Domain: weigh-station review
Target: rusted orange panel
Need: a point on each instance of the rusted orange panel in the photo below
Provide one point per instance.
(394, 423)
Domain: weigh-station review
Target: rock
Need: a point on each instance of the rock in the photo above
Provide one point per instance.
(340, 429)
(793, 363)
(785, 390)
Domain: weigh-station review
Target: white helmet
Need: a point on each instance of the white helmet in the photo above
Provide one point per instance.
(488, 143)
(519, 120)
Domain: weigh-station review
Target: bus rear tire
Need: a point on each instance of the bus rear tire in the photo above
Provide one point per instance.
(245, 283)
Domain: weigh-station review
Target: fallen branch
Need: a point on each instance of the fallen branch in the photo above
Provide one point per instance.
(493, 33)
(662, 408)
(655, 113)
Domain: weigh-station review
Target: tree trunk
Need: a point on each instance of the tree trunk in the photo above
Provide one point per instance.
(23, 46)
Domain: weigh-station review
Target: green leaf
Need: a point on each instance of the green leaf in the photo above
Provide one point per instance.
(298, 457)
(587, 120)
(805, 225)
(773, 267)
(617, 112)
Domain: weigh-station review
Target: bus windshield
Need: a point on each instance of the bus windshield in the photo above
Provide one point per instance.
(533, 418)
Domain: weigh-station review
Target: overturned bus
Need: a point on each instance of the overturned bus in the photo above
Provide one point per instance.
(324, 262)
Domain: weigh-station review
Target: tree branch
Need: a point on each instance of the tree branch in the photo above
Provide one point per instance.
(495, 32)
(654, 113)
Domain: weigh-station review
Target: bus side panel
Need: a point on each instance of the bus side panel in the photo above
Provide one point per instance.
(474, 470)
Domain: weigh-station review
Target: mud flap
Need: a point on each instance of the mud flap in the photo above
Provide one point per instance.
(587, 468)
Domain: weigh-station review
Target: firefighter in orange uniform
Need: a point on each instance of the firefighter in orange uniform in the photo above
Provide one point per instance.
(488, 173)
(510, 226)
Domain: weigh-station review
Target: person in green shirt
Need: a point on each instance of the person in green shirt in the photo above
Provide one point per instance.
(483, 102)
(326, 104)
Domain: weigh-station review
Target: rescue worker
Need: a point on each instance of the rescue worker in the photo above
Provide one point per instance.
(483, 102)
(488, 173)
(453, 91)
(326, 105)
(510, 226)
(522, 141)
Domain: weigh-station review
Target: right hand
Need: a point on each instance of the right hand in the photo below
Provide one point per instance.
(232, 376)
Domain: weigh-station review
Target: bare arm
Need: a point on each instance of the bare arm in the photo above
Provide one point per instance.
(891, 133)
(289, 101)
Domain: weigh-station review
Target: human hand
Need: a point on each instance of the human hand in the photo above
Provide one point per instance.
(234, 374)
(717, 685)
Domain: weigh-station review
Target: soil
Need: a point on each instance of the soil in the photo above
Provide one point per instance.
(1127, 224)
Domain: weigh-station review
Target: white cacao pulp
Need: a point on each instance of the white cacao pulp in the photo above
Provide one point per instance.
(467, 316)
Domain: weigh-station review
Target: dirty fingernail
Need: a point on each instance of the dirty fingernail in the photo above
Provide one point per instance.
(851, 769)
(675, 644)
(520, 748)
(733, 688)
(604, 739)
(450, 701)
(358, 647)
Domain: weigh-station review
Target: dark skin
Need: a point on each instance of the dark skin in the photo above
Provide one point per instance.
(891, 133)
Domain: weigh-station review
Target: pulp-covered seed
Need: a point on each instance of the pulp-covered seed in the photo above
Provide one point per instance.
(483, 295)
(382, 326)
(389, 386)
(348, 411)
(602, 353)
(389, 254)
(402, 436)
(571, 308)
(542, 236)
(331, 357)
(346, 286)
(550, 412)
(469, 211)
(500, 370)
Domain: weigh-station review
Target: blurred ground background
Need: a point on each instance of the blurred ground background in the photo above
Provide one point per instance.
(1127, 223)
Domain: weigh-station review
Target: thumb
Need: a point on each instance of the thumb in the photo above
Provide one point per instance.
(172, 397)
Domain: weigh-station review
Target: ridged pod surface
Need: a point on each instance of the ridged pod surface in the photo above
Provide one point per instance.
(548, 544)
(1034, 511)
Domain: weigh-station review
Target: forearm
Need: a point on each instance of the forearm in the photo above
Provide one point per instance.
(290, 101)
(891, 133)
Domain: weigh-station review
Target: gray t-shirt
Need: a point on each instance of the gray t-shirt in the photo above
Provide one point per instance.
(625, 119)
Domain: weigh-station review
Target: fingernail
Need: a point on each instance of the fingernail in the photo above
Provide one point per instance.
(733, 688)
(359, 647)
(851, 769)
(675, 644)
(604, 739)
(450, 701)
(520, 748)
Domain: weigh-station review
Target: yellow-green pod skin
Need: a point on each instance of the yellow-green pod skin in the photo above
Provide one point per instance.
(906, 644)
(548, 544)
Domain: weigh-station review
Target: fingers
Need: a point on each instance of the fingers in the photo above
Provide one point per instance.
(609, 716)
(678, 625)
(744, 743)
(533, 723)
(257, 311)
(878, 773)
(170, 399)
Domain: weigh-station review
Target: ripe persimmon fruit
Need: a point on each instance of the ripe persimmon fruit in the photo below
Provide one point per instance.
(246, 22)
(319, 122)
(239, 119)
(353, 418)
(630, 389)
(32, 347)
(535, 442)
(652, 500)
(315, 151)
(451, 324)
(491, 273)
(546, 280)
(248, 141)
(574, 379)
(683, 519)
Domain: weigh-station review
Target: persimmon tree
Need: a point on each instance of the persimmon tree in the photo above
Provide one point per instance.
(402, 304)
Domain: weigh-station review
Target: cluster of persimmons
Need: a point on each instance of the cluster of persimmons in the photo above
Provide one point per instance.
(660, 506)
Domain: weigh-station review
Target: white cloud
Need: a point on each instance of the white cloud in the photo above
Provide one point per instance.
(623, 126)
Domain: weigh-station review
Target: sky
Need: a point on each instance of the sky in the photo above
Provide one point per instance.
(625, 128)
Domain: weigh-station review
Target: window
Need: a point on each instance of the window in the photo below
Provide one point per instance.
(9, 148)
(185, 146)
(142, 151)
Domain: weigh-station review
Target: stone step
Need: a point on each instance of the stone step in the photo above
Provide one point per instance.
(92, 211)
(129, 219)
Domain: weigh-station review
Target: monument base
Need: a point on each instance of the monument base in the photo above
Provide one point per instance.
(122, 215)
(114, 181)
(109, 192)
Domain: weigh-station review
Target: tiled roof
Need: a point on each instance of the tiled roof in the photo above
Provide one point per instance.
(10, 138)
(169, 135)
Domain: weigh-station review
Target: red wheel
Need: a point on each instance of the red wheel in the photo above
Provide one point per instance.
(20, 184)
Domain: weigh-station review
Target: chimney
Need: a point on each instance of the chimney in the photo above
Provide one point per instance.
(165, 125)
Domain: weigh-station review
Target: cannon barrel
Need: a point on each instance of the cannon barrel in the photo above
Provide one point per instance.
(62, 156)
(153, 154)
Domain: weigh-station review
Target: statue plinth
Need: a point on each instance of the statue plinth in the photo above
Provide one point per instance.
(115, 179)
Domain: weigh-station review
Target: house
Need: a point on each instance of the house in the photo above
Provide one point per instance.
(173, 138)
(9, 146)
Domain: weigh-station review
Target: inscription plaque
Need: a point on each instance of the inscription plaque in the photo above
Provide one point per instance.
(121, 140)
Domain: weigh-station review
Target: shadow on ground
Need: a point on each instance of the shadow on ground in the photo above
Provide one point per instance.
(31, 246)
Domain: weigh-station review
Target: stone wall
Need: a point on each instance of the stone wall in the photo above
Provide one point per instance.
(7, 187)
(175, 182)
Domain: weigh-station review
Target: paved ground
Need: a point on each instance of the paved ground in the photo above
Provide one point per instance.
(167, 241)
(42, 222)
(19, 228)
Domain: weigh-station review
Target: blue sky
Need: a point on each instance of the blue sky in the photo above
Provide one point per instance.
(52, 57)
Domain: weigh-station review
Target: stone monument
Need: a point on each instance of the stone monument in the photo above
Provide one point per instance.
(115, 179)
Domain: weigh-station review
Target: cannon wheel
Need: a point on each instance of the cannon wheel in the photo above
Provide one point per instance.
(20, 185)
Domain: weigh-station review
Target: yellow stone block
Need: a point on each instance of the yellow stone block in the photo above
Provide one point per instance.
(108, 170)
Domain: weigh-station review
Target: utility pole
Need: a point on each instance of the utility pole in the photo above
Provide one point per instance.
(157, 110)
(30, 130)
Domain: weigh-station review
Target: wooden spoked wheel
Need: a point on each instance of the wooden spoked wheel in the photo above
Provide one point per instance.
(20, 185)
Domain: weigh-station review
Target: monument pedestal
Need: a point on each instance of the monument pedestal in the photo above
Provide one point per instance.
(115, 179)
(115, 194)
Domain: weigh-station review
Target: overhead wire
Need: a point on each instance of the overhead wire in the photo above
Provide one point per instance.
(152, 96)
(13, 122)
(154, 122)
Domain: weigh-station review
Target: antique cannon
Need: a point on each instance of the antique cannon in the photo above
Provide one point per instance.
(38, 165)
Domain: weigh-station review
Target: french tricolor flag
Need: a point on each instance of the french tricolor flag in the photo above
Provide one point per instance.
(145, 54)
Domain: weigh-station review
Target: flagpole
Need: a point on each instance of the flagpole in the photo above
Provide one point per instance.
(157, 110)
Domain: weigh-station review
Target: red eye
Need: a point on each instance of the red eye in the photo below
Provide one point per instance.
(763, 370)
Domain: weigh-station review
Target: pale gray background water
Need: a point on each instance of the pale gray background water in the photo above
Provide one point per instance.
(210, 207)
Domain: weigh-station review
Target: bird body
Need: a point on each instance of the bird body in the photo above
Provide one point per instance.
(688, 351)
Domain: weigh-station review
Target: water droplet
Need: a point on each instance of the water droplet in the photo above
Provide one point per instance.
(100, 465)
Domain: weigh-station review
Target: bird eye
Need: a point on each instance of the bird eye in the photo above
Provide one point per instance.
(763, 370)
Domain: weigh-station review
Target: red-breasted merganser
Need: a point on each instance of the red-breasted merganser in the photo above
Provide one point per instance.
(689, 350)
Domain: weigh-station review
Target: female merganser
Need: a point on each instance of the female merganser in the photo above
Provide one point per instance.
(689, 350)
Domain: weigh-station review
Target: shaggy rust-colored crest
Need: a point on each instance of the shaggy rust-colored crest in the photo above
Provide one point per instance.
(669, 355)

▬▬▬▬▬▬▬▬▬▬

_PROBLEM_
Above are lines; pick out each one that contains the word "pedestal" and copy it unchanged.

_CORRECT OUTPUT_
Target: monument pedestal
Need: a point on each instance of the monument pedestal in the photo above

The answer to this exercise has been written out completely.